◆ **PROBLEM DESCRIPTION**
Take all the material and copy it exactly.

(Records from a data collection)

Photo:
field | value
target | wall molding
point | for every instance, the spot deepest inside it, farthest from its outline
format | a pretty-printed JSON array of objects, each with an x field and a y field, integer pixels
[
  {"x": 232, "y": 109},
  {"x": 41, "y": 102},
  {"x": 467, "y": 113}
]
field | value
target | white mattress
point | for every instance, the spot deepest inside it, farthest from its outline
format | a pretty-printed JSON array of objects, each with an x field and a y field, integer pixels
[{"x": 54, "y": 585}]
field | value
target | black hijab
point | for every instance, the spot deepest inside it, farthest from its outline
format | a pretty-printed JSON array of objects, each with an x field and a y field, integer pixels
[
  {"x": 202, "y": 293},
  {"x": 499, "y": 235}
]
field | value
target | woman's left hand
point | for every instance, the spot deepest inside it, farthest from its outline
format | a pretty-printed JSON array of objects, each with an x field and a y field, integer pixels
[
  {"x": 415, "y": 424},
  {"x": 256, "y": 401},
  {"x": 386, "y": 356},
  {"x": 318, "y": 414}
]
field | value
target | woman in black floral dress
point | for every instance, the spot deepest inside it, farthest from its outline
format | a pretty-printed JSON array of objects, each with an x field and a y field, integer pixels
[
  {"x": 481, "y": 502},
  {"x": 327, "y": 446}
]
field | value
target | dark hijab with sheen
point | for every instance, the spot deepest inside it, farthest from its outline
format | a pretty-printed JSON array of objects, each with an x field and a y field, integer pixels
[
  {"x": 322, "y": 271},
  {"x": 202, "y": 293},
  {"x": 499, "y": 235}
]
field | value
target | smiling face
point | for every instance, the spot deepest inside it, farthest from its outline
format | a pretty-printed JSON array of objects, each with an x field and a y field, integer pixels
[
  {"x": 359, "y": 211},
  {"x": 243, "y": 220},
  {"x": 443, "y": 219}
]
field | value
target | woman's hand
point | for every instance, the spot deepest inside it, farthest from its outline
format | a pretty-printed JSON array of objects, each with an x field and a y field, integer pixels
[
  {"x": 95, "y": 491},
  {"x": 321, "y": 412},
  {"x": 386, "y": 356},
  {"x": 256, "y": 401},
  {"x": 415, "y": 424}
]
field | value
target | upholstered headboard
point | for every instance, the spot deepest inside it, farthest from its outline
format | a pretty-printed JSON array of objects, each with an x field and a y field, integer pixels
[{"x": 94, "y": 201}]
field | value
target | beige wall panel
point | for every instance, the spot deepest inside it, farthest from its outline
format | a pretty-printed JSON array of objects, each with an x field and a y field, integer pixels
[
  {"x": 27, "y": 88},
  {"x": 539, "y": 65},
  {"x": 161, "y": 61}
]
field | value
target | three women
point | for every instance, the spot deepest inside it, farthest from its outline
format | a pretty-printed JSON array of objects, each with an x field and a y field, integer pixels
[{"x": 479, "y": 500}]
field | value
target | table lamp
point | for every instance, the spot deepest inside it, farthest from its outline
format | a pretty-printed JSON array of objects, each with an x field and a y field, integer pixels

◆ **RESPONSE TO THIS EXERCISE**
Photo:
field | value
target | wall molding
point | for every instance, the spot deepest inside it, farthest from its outline
format | a pretty-printed JSON array of objects, each with an x field and a y field, integer pixels
[
  {"x": 232, "y": 109},
  {"x": 41, "y": 102},
  {"x": 467, "y": 113}
]
field | value
target | white mattress
point | for every instance, the spot deepest inside it, farthest from its outline
format | a pretty-printed JSON array of objects, each with an x field and a y field, integer pixels
[{"x": 54, "y": 585}]
field | value
target | black hijab
point | for every instance, the spot deepest inside it, farthest from its outline
format | a pretty-printed JSON array of objects, each with an x field and a y field, integer pixels
[
  {"x": 202, "y": 293},
  {"x": 499, "y": 235}
]
field | value
target | woman's left hand
point | for every instance, the spot deepest inside it, farthest from its outline
format | a pretty-printed JSON array of objects, each with an x field and a y field, integer pixels
[
  {"x": 415, "y": 424},
  {"x": 256, "y": 401},
  {"x": 386, "y": 356},
  {"x": 318, "y": 414}
]
field | value
target | woman in black floral dress
point | for every instance, the spot deepest inside it, farthest from its outline
format | a pretty-printed JSON array of objects, each with an x field and a y field, integer pixels
[
  {"x": 481, "y": 502},
  {"x": 327, "y": 446}
]
field | value
target | dark hijab with sheen
point | for every instance, the spot deepest inside it, farthest from its outline
format | a pretty-printed JSON array of objects, each with an x field and a y field, integer pixels
[
  {"x": 322, "y": 271},
  {"x": 202, "y": 293},
  {"x": 499, "y": 235}
]
field | value
target | smiling face
point | for every instance, the spot deepest inside it, farthest from its outline
format | a pretty-printed JSON array of objects, each with an x field and a y field, integer pixels
[
  {"x": 359, "y": 211},
  {"x": 243, "y": 220},
  {"x": 443, "y": 219}
]
field | value
target | woman's hand
point | for every instance, the spot deepest inside it, farthest from its outline
format | a pretty-printed JSON array of objects, each with an x field and a y field, integer pixels
[
  {"x": 95, "y": 491},
  {"x": 321, "y": 412},
  {"x": 386, "y": 356},
  {"x": 256, "y": 401},
  {"x": 415, "y": 424}
]
field | value
target | upholstered headboard
point | for every instance, the spot deepest inside it, farthest from its outline
format | a pretty-printed JSON array of objects, each with an x field and a y field, integer pixels
[{"x": 94, "y": 201}]
field | value
target | beige wall panel
point | for every instance, the spot deepest inside it, farthest from its outline
format | a pretty-printed JSON array of objects, each with an x field and a y field, integer pixels
[
  {"x": 27, "y": 88},
  {"x": 539, "y": 65},
  {"x": 161, "y": 61}
]
field | value
target | three women
point | for every instance, the spot deepest inside it, farthest from its outline
format | a pretty-printed JSON array of objects, each with an x field and a y field, integer pixels
[{"x": 479, "y": 500}]
field | value
target | table lamp
point | for every instance, the spot deepest inside it, farthest from its outline
format | a pretty-printed JSON array of objects, each with an x field and a y field, integer pixels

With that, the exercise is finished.